Exercise prompt: Where the data below shows a picture, leave that picture out and copy the rest exactly.

Material for the task:
-- Opening Marker --

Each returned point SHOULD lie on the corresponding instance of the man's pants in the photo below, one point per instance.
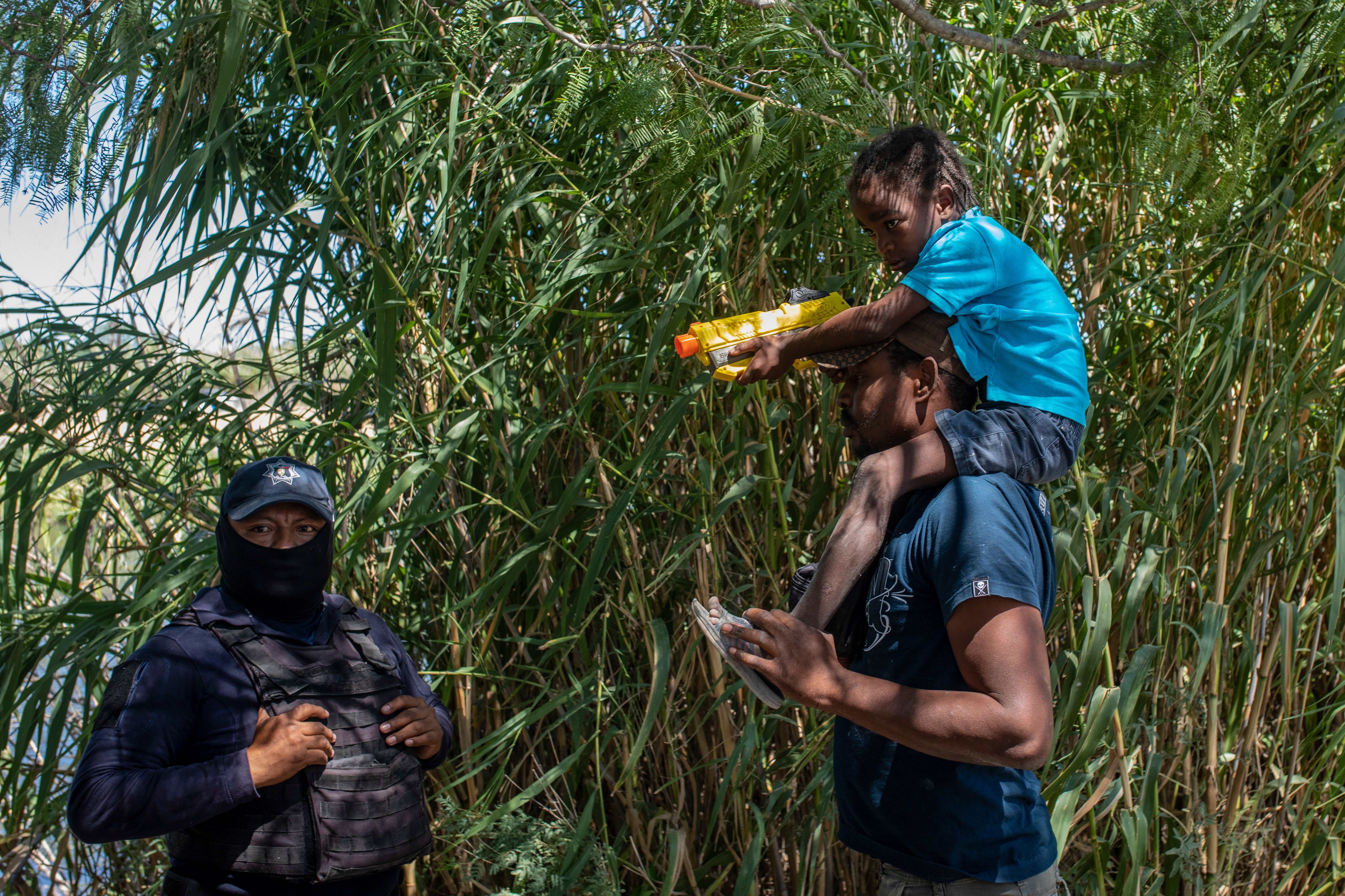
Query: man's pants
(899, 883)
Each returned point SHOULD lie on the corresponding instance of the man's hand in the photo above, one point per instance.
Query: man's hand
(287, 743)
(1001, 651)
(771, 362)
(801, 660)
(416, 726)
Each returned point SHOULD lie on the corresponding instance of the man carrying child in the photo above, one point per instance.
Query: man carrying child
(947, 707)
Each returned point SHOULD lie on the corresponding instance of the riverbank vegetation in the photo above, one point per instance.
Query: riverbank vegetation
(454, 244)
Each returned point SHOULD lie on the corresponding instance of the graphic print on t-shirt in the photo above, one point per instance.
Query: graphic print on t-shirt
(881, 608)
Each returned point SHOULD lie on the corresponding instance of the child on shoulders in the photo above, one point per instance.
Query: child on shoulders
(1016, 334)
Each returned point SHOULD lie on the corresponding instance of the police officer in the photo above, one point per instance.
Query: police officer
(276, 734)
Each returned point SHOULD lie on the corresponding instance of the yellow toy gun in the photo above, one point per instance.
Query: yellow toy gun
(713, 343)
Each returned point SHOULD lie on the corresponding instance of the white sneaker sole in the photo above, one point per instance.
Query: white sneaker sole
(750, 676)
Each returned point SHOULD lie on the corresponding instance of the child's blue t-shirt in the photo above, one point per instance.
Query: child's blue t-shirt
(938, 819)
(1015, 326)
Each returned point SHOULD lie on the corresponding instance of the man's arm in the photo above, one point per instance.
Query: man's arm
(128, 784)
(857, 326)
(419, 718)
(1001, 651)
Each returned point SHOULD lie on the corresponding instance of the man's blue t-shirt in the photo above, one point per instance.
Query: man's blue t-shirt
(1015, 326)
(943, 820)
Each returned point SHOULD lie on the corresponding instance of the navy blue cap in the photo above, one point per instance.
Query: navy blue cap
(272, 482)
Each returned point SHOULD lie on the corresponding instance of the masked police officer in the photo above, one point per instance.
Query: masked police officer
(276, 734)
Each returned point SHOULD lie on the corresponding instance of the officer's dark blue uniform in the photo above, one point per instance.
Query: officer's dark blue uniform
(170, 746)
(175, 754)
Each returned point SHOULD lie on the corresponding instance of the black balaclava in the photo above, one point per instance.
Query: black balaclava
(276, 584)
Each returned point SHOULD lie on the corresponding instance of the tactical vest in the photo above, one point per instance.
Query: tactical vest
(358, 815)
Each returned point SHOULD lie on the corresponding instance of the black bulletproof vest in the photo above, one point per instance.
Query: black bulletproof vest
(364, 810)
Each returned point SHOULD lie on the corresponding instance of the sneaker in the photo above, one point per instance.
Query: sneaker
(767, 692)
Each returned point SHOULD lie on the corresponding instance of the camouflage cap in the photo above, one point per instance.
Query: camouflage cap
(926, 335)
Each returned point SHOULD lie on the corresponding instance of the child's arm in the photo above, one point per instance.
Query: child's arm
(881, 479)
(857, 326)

-- Closing Marker --

Result of the task:
Each returned point SHOULD lie on the corresponding instance of the man's pants in the photo below, one point per instance.
Query: man's pants
(899, 883)
Each returned point SHOULD lie on the corresponding instance of the man's hand in the photo above, one point per instance.
Query: man's hand
(287, 743)
(1001, 651)
(771, 362)
(801, 660)
(416, 726)
Each returned point SHOULD lie on the corresponding instance of the man carrying child in the photo above, one point per instance.
Query: man carrying child
(947, 707)
Each returned point SHOULD lie on the corresponding instance of the riverbank vegetation in the photo above, one point per instance.
Query: riverbank vegetation
(454, 244)
Each returned point SHOULD lie on the corresponding instance of the graphic print on t-shirt in the photo above, one point per instance.
Query: graphic print on t-shirt
(881, 608)
Each returned point SHOULD lie on the corresponding instance of the child on shoulders in the photo above, one point per instance.
Query: child on shoulders
(1016, 334)
Each returned point SHOULD lie on the corresponding instance of the police officer in the photo above, one point per instance.
Query: police officer
(276, 734)
Each returned point SHOULD lie on the corresponding instance of the yellow toy gun in the photo above, one point per instance.
Query: yellow toy gun
(713, 343)
Each returned point SHOULD lie on the corresponding instance of the white sneaker sole in the photo above, one point per instance.
Query: white sneaker sole
(750, 676)
Each returned point SHOULD lie on the corresponding instance of the child's blue t-shirt in the photo above, one point per instance.
Query: child's blue t-shirt
(938, 819)
(1015, 326)
Each returned point SHOULD lie on the corresponding instance of the man's arm in the photo above, one point per instance.
Query: man's arm
(128, 784)
(857, 326)
(419, 718)
(1001, 651)
Each returned point SHOULD lie on the corresponding instance of the man's blue t-shirt in the photo above, one point per instance.
Query: man's blue t-shirt
(1015, 326)
(943, 820)
Each returned point SHOULD lie on the corresponding instance of the navy blue cap in the photo above, one point per instance.
Query: navy blue cap
(272, 482)
Each returned point SHOULD lie on the corresponding instance of the masked police officer in the photo above, one point per instance.
Query: masked police officer
(276, 734)
Each returned point SHOULD lie on the corresponding instance of the officer's dark blue uniform in the photo above, one point per instance.
Query: officer's dark blue uniform
(170, 746)
(175, 754)
Each returned point SHOULD lie on the corresponding instance of the black balaclava in the photo above, one point per instance.
Query: black balaclava
(276, 584)
Each returned point SHOULD lie on the corresponding instance of the tactical vest in the photo above, one point per instance.
Query: tactical vest
(358, 815)
Each returned point SHOULD lie on the corresponding instance of the black bulletproof vest in the photo above, one point per instance.
Query: black bulletproof vest
(364, 810)
Each returned point SHOULD lie on the corresponding instance of the sneaker in the photo above, one point per instance.
Query: sneaker
(767, 692)
Each returned point SHOULD lie on the corresponding instance of the camouflage cap in the photo above, one point per instance.
Query: camouflage cap
(926, 335)
Each returned point SHOULD lie on the corresponding instance of the child's arm in the photo above, one point per instance.
Query: child's arm
(881, 479)
(857, 326)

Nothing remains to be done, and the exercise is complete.